Textauszug.

Käßmann: Traurig und zornig über Lukaschenko

Hannover (epd). Die hannoversche Landesbischöfin Margot Käßmann hat traurig und zornig auf die Ankündigung des weißrussischen Präsidenten Alexander Lukaschenko reagiert, die Reisefreiheit für Minderjährige abzuschaffen. «Mich macht fassungslos, wie sich hier ein selbstherrlicher Politiker an Kindern vergreift», sagte Käßmann am Freitag dem epd. Seit 1990 sind in der hannoverschen Landeskirche jedes Jahr rund 1.000 Kinder aus Weißrussland zu Gast, um sich von den Spätfolgen der Atomreaktor-Katastrophe von Tschernobyl zu erholen.

«Wer einmal die Kinder vom Flughafen abgeholt hat und sehen konnte, wie sie nach ihrem Aufenthalt gestärkt, erholt und voller Hoffnung wieder nach Hause reisen, kann Lukaschenkos Ankündigungen nur als zynisch bezeichnen», sagte die Bischöfin. Es sei für sie immer bewegend gewesen, wie durch die Aktion «Hilfe für Tschernobyl-Kinder» Völkerverständigung gewachsen sei.

Lukaschenko plant, Kindern nur noch in Ausnahmefällen eine Auslandsreise zu gestatten, weil sie bei Aufenthalten im Westen mit den «schädlichen Werten der westlichen Konsumgesellschaft» konfrontiert würden. Durch diese Äußerungen werde einem ehrenamtlichen Engagement aus christlicher Nächstenliebe und Mitmenschlichkeit brutal der Boden entzogen, sagte Käßmann. «Gewachsenes Vertrauen, das wir in Europa dringend brauchen, wird beschädigt. Vor allem werden die Kinder darunter leiden», so die evangelische Theologin.

Datenausschnitt.

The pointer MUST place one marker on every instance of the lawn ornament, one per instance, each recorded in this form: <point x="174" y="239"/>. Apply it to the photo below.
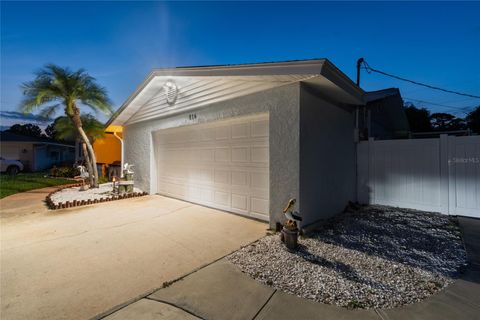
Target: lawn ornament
<point x="127" y="168"/>
<point x="125" y="185"/>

Zur Aufgabe. Bearbeiten Sie den Textauszug beginnend bei "Hannover (epd). Die" und endend bei "Tschernobyl zu erholen.": Geben Sie diesen Abschnitt wieder und setzen Sie darin "Montag" an die Stelle von "Freitag".

Antwort zur Übung.
Hannover (epd). Die hannoversche Landesbischöfin Margot Käßmann hat traurig und zornig auf die Ankündigung des weißrussischen Präsidenten Alexander Lukaschenko reagiert, die Reisefreiheit für Minderjährige abzuschaffen. «Mich macht fassungslos, wie sich hier ein selbstherrlicher Politiker an Kindern vergreift», sagte Käßmann am Montag dem epd. Seit 1990 sind in der hannoverschen Landeskirche jedes Jahr rund 1.000 Kinder aus Weißrussland zu Gast, um sich von den Spätfolgen der Atomreaktor-Katastrophe von Tschernobyl zu erholen.